AUFGABEN
#1 Bearbeite im Ausgangstext den Abschnitt zwischen „Irgendwann hatte ich“ und „wie war er?“, beide eingeschlossen: Schreib ihn noch einmal ab und setze dabei „Münchner Spieleladen“ statt „Hamburger Softwareladen“.
#2 Stimmen diese Aussagen mit dem Ausgangstext überein? Antworte bei jeder mit Ja oder Nein und zitiere die entscheidenden Worte aus dem Ausgangstext wörtlich.
(a) Die Ich-Person hat in Hamburg bei einem Teppichladen im Verkauf gearbeitet.
(b) Im Hamburger Softwareladen wurden Leute verprügelt.
(c) Die Jahre im Baumarkt und im Teppichladen waren intellektuell sehr anregend.

AUSGANGSTEXT
Danach war ich einige Jahre in Hamburg bei einem Baumarkt im Einkauf und danach bei einem Teppichladen im Verkauf tätig. Das war intellektuell eher wenig ansprechend, um es mal vorsichtig auszudrücken. Soweit man das sagen kann, waren die Jahre ein Ausblick auf die Tiefen und Höhen der menschlichen Psyche. Von arroganten Schnöseln, die einen Fachverkäufer für ein niederes Wesen halten, über gewaltbereite Sozialhilfeempfänger, die ihre Frauen im Laden verprügelten, bis zu supernetten Leuten aus allen Schichten, habe ich da alles gesehen.

Irgendwann hatte ich von der "real existierenden Sozialstudie" die Schnauze voll und habe beim Hamburger Softwareladen angefangen. Das war super. Wie ein Schlaraffenland. Gespielt hatte ich ja schon immer gern, und dann in einem Spieleladen zu arbeiten - das war ein Traum. Ich dachte, es kann kaum noch besser werden. Was die "Real Life"-Sozialstudie im Hamburger Softwareladen angeht, hier wurden keine Leute verdroschen. Dafür gab es andere praktische Beispiele für die Untiefen des Lebens…

Und dann folgte ich dem Ruf der bayerischen Wildnis.
?: Mit der Power Play Ausgabe 3/89 fing deine Karriere als Spiele-Tester an, kannst du dich noch an deinen allersten Arbeitstag erinnern? Vor allem wie war er?

MATERIAL
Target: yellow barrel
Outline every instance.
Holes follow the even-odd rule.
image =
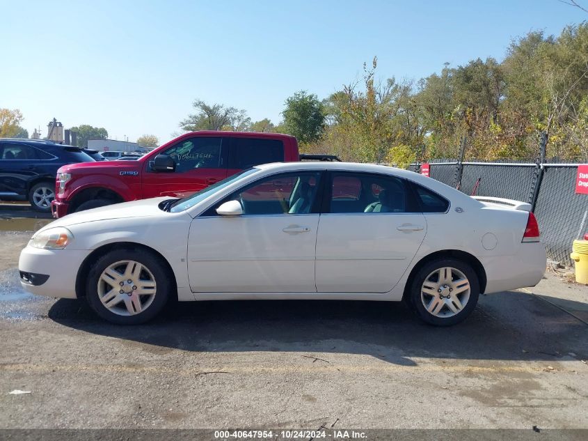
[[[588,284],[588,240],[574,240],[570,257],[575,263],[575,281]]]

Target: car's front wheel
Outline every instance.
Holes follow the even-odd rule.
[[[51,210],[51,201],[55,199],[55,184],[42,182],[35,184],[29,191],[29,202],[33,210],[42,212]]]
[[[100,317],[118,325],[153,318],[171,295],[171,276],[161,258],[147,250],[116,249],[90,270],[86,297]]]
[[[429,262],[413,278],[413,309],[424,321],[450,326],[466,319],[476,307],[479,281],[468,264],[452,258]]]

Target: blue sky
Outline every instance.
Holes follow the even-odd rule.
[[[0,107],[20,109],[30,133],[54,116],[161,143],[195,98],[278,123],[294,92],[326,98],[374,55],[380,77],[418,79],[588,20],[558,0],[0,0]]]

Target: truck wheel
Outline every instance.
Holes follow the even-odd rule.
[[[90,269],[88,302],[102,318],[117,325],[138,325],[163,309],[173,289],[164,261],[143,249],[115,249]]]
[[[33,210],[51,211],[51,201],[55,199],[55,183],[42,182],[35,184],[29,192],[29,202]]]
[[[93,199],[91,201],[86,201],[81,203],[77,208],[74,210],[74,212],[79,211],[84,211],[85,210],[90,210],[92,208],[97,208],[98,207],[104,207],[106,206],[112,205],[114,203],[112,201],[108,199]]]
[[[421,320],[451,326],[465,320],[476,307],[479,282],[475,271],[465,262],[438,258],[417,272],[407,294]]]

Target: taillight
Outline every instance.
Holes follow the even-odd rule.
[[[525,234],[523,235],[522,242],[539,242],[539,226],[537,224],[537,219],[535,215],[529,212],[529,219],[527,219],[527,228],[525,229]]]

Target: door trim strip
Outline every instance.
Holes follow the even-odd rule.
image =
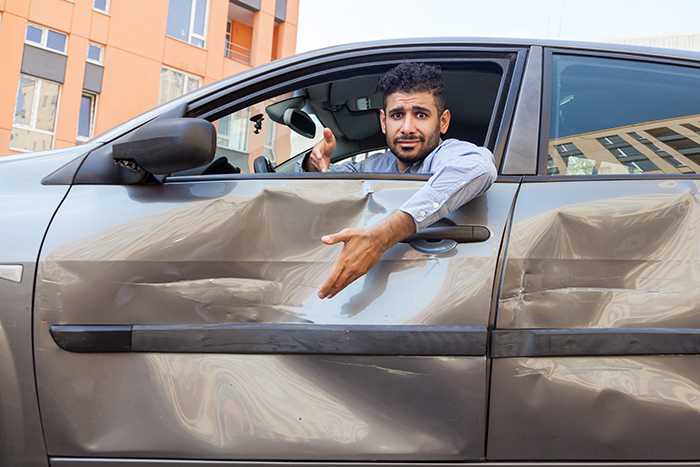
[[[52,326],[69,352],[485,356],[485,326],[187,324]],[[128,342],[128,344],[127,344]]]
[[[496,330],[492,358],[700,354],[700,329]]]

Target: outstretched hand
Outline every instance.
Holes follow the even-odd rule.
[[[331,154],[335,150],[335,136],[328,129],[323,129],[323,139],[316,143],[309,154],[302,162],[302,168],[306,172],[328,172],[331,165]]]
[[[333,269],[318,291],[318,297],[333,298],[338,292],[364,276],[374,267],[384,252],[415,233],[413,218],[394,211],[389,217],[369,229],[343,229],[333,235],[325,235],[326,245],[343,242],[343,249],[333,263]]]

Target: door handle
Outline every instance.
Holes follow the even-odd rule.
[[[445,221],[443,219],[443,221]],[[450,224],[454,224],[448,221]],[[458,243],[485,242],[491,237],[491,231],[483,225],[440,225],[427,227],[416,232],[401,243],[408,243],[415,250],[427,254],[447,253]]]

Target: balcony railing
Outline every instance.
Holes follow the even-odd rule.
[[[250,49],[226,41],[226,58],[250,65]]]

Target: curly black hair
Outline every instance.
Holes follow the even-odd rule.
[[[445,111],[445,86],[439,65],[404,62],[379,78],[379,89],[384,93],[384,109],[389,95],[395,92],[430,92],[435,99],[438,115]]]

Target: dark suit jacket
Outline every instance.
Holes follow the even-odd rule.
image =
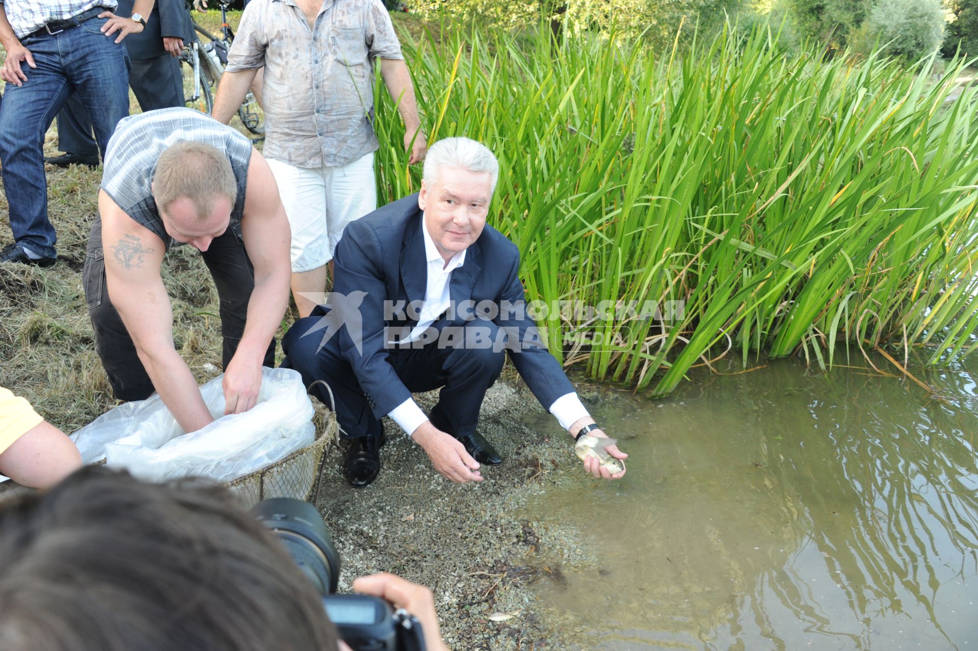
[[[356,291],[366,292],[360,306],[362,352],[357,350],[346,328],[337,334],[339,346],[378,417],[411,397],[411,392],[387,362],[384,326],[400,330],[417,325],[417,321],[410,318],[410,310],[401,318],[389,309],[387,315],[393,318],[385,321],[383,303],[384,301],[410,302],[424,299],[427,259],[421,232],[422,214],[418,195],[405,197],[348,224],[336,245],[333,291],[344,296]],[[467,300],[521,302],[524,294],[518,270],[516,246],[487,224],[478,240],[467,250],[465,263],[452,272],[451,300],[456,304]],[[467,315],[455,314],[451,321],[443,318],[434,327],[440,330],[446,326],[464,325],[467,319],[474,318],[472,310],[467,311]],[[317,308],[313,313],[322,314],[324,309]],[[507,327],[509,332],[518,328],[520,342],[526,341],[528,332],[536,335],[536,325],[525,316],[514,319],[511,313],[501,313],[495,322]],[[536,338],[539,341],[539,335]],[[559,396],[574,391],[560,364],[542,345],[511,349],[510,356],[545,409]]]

LÖSUNGEN
#1
Irgendwann hatte ich von der "real existierenden Sozialstudie" die Schnauze voll und habe beim Münchner Spieleladen angefangen. Das war super. Wie ein Schlaraffenland. Gespielt hatte ich ja schon immer gern, und dann in einem Spieleladen zu arbeiten - das war ein Traum. Ich dachte, es kann kaum noch besser werden. Was die "Real Life"-Sozialstudie im Münchner Spieleladen angeht, hier wurden keine Leute verdroschen. Dafür gab es andere praktische Beispiele für die Untiefen des Lebens…

Und dann folgte ich dem Ruf der bayerischen Wildnis.
?: Mit der Power Play Ausgabe 3/89 fing deine Karriere als Spiele-Tester an, kannst du dich noch an deinen allersten Arbeitstag erinnern? Vor allem wie war er?

#2
(a) Ja: „danach bei einem Teppichladen im Verkauf tätig“
(b) Nein: „hier wurden keine Leute verdroschen“
(c) Nein: „Das war intellektuell eher wenig ansprechend“